:: Aim of the exercise ::
Retype exactly the lines from the one containing "[indicate] the stone" through the last line of the records below, including both, and leave out any pictures.

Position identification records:
◆ ◆ ◆ ◆

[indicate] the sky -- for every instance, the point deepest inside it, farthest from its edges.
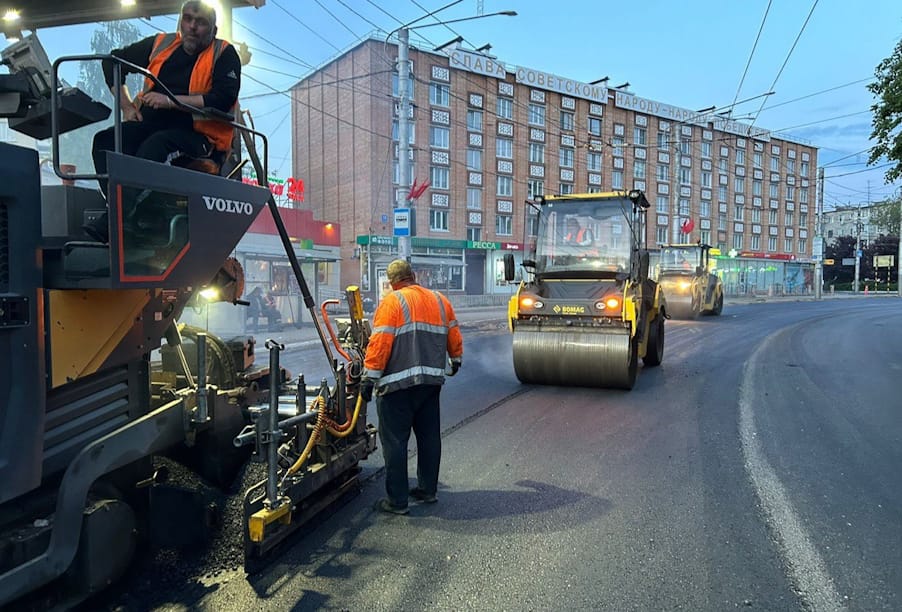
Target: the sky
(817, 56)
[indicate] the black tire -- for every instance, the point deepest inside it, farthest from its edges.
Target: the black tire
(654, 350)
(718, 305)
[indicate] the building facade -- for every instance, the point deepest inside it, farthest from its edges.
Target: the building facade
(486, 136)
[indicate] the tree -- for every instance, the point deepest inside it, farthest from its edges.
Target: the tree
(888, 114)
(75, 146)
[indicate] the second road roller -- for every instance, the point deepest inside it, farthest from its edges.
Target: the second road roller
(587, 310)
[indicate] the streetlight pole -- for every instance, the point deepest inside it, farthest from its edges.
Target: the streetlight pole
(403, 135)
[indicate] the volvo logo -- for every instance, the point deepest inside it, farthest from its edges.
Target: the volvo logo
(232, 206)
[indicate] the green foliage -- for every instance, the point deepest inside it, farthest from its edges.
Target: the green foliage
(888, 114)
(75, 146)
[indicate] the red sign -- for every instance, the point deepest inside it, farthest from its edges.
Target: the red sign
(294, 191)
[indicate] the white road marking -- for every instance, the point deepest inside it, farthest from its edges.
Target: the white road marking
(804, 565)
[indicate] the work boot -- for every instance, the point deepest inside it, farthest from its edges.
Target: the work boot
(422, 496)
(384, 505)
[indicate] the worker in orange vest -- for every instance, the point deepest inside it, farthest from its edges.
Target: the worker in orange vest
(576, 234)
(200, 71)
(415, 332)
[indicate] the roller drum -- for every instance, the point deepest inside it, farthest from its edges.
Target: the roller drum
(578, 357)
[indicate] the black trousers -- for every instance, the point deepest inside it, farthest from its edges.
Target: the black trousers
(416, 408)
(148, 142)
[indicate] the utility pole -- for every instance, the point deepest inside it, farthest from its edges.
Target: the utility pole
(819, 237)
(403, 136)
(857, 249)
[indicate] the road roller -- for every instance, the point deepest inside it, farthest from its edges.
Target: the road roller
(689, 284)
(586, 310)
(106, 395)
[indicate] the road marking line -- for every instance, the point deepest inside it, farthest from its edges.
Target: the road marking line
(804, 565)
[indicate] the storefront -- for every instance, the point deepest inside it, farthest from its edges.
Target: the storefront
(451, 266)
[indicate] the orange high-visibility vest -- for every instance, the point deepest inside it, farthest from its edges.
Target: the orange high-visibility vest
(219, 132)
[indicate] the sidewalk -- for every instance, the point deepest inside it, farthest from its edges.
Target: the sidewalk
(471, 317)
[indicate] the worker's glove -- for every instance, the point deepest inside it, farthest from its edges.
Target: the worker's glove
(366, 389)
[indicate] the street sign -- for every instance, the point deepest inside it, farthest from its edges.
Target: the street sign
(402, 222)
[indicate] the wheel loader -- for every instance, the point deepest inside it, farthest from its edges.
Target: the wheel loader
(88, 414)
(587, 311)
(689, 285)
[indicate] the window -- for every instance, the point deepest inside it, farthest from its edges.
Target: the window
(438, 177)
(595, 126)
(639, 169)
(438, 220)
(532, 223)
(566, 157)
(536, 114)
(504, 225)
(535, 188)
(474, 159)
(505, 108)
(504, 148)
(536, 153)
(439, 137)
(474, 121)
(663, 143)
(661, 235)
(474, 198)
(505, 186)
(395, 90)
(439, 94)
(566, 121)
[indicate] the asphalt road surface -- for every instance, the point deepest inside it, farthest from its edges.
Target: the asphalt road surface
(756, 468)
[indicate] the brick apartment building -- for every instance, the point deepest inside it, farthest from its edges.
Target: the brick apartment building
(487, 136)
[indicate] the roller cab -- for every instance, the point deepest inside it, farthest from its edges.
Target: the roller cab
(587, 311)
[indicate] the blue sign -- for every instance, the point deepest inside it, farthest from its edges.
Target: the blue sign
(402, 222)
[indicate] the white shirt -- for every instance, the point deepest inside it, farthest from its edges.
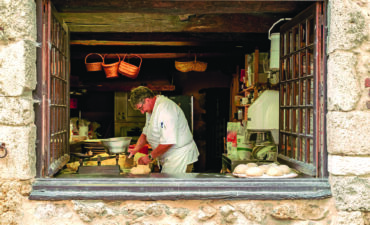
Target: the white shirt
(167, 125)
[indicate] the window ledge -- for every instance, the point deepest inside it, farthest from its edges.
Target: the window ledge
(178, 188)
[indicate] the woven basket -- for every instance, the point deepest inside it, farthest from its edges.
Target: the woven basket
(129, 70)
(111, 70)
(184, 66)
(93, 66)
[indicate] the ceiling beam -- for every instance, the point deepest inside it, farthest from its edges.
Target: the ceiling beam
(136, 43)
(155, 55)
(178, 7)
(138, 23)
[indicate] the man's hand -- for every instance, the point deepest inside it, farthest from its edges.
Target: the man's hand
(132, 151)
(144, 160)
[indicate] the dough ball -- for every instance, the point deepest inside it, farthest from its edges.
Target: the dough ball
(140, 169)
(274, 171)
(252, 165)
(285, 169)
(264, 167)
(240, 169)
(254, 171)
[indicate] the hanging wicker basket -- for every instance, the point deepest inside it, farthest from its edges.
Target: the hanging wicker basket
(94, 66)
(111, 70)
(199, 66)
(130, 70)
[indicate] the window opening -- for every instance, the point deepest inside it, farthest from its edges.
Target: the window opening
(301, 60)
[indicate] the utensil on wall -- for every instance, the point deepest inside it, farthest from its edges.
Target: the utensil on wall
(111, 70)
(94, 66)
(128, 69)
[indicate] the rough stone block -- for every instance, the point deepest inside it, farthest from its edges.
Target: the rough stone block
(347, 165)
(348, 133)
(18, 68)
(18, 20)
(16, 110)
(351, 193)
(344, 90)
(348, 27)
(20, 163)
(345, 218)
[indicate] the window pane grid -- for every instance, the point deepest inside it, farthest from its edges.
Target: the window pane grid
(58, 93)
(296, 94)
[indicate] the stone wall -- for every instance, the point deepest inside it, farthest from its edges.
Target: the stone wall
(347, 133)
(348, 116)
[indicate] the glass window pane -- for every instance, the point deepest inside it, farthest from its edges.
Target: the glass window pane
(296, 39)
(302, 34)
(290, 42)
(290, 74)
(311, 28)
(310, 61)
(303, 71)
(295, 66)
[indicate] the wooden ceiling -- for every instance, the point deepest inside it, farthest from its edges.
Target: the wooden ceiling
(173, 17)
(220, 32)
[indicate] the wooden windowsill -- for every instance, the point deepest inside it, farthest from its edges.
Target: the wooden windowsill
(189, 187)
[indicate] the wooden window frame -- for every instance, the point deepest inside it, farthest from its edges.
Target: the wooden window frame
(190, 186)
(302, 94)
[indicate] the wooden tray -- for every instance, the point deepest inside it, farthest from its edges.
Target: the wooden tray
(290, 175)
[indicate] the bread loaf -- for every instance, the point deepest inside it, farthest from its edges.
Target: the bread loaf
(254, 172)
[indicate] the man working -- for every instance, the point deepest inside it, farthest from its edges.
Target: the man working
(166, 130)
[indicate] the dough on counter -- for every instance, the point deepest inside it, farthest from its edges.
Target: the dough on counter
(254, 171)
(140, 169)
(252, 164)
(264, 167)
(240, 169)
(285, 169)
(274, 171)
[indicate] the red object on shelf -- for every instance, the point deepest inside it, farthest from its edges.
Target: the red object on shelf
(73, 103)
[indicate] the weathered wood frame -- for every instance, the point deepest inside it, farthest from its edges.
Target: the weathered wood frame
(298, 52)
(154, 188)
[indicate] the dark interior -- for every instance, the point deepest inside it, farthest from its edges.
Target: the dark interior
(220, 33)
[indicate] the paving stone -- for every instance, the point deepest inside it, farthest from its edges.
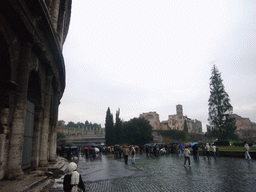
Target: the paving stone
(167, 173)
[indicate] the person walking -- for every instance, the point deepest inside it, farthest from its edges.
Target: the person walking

◆ ◆ ◆ ◆

:: Solution to the exercise ::
[indicate] the stone wall -- for every instance, the point deepest inside it, farthest from its edges.
Target: the stone wall
(347, 133)
(348, 116)
[indicate] the glass window pane -- for every instance, the point deepest inside it, farthest from its edges.
Target: the glass window pane
(296, 39)
(302, 34)
(290, 42)
(290, 74)
(311, 28)
(310, 61)
(303, 71)
(295, 66)
[indicate] the wooden ceiling -- for every instance, the point deepest inside it, farthest from its edges.
Target: the wooden ceiling
(173, 17)
(220, 32)
[indicate] the wooden windowsill -- for every instance, the point deepest inside it, farthest from its edges.
Target: the wooden windowsill
(189, 187)
[indicate] the wooden window frame -- for every instance, the point deepest inside it, farthest from its edges.
Target: the wooden window frame
(190, 186)
(302, 94)
[indicate] the wooden tray -- for every instance, the point deepest inside it, farthest from its edges.
Target: the wooden tray
(290, 175)
[indicate] the bread loaf -- for every instance, the point deepest inside it, farthest from its edges.
Target: the bread loaf
(254, 172)
[indicate] the man working -- for every instance, the point deepest inside it, farthest from its edges.
Target: the man working
(166, 130)
[indicate] the dough on counter -- for every instance, the point deepest inside it, farthest from its edges.
Target: the dough on counter
(254, 171)
(140, 169)
(252, 164)
(264, 167)
(240, 169)
(285, 169)
(274, 171)
[indicate] the red object on shelf -- for every instance, the point deepest inside it, farthest from its edges.
Target: the red object on shelf
(73, 103)
[indicate] the weathered wood frame -- for every instance, the point deepest inside it, farthest from its edges.
Target: the weathered wood frame
(298, 52)
(154, 188)
[indicate] the dark interior -- for every instance, the point deepest inside it, farthest from its edges.
Target: the dark interior
(220, 33)
[indicate] the paving stone -- for every instance, the point deepest inside it, farthest from its edges.
Target: the paving stone
(167, 173)
[indicate] the person walking -- for every instance, the point deepest inside it, farthest from its edges.
Target: the person walking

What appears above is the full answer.